EXCERPTED TEXT:
• • •

In an interview, the director Miller said "I quit the film twice and Jack [Nicholson] held me in there," said Miller. "He said, 'Just sit down, lose your emotion, and have a look at the work. If you think the work is good, stick with the film.' And he was a great man. I learnt more from him than anybody else I've worked with - he was extraordinary." Nicholson also coached Miller to exaggerate his needs during the production, asking for 300 extras when he only needed 150, knowing that his producers would give him less than he requested.

Prior to filming, a small carving shop led by woodcarver Paul McCarthy was commissioned to hand-carve all the wooden signs for the businesses shown in the film, including the newspaper where Michelle Pfeiffer's character worked – The Eastwick Word.

An award-winning documentary film called When the Witches Came to Town goes behind the scenes of the making of The Witches of Eastwick in Cohasset, Massachusetts, during the summer of 1986.

• • •

Source data:
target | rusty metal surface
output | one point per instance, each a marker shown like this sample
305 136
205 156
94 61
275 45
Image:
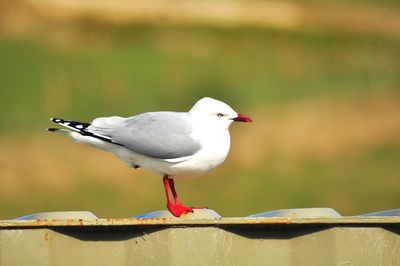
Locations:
220 221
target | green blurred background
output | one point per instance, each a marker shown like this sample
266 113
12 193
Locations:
321 79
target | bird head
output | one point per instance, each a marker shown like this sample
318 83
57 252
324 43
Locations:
217 113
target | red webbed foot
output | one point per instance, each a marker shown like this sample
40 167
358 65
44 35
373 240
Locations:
178 210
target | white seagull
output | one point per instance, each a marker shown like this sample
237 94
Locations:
172 144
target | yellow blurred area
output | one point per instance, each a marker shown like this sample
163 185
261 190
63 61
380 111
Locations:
321 81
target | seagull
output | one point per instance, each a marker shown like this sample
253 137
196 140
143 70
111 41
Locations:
171 144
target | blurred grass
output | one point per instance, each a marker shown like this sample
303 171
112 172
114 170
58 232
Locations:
103 70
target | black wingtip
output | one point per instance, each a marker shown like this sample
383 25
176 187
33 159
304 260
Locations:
57 120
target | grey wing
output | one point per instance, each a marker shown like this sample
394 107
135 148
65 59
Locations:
161 135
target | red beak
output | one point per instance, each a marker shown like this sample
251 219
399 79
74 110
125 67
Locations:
242 118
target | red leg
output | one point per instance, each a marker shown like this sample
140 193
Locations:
176 208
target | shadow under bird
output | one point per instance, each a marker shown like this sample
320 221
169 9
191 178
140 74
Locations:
172 144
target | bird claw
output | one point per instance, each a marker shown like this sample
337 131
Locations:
178 210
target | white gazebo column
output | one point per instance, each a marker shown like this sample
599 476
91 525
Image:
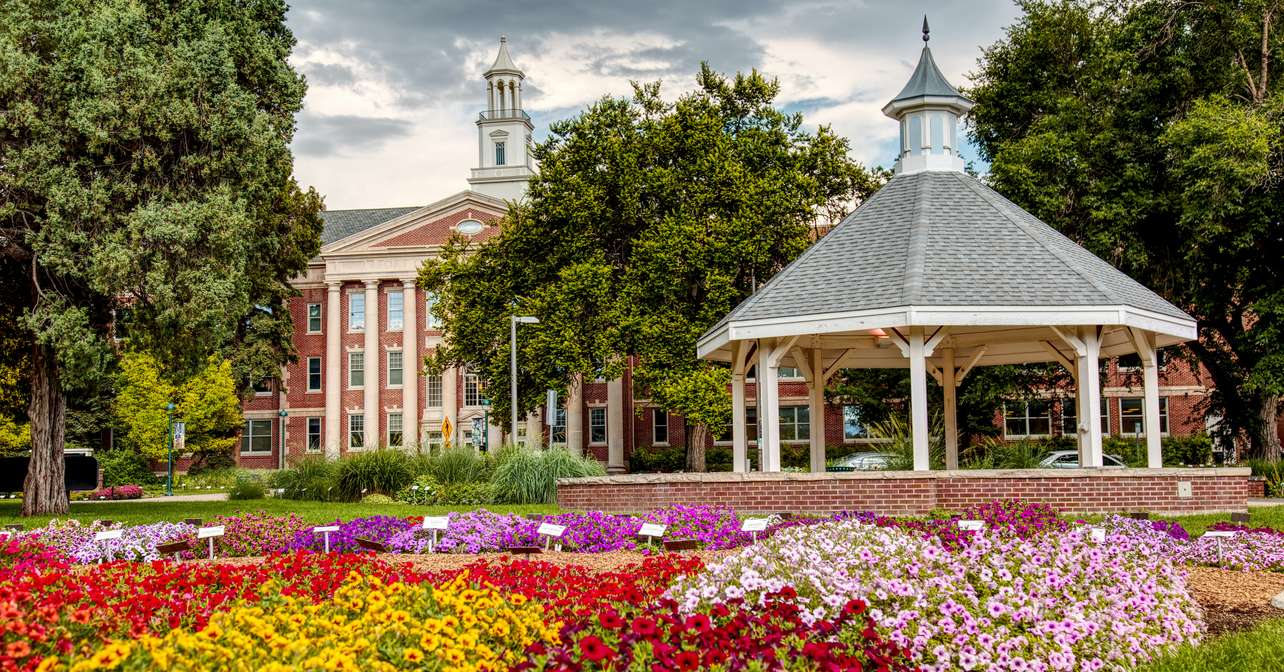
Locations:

• • •

PROBLEM SET:
a – Using the text on the making of The Witches of Eastwick, decide whether each statement below agrees with it: (i) Nicholson advised Miller to request 300 extras when he only needed 150; (ii) the wooden business signs were carved by machine after filming ended; (iii) the documentary covers the making of the film in Cohasset, Massachusetts, during the summer of 1986. Answer yes or no for each, quoting the words of the text that decide it.
b – According to the text on the making of The Witches of Eastwick, what was the name of the newspaper where Michelle Pfeiffer's character worked?
c – Pick up the text on the making of The Witches of Eastwick where it stops and keep writing.

EXERCISE RESULTS:
a –
(i) Yes: "asking for 300 extras when he only needed 150"
(ii) No: "Prior to filming, a small carving shop led by woodcarver Paul McCarthy was commissioned to hand-carve all the wooden signs"
(iii) Yes: "in Cohasset, Massachusetts, during the summer of 1986"

b – The Eastwick Word.

c –
===Music===
The musical score for The Witches of Eastwick was composed and conducted by John Williams. A soundtrack album was released by Warner Bros. Records in 1987.

==Reception==
===Box office===
The film grossed $63.8 million in the United States and Canada. By November 30, 1987, it had grossed $39.4 million internationally, for a worldwide total of over $103 million.

===Critical response===
The film received mixed reviews upon release. On the review aggregator website Rotten Tomatoes, the film holds an approval rating of 67% based on 93 reviews, with an average rating of 6.4/10. The website's critics consensus reads, "While devotees of John Updike's novel may want to put a hex on George Miller's cartoonish and effects-laden adaptation, Jack Nicholson lends enough decadent devilry to make this high-concept comedy sizzle." Metacritic, which uses a weighted average, assigned the film a score of 67 out of 100, based on 11 critics, indicating "generally favorable" reviews. Audiences polled by CinemaScore gave the film an average grade of "B+" on an A+ to F scale.

The Washington Post wrote that "Hollywood pulls out all the stops here, including a reordering of John Updike's original book to give you one flashy and chock-full-o'-surprises witches' tale." Janet Maslin in The New York Times commended the "bright, flashy, exclamatory style." Variety described it as a "very funny and irresistible set-up."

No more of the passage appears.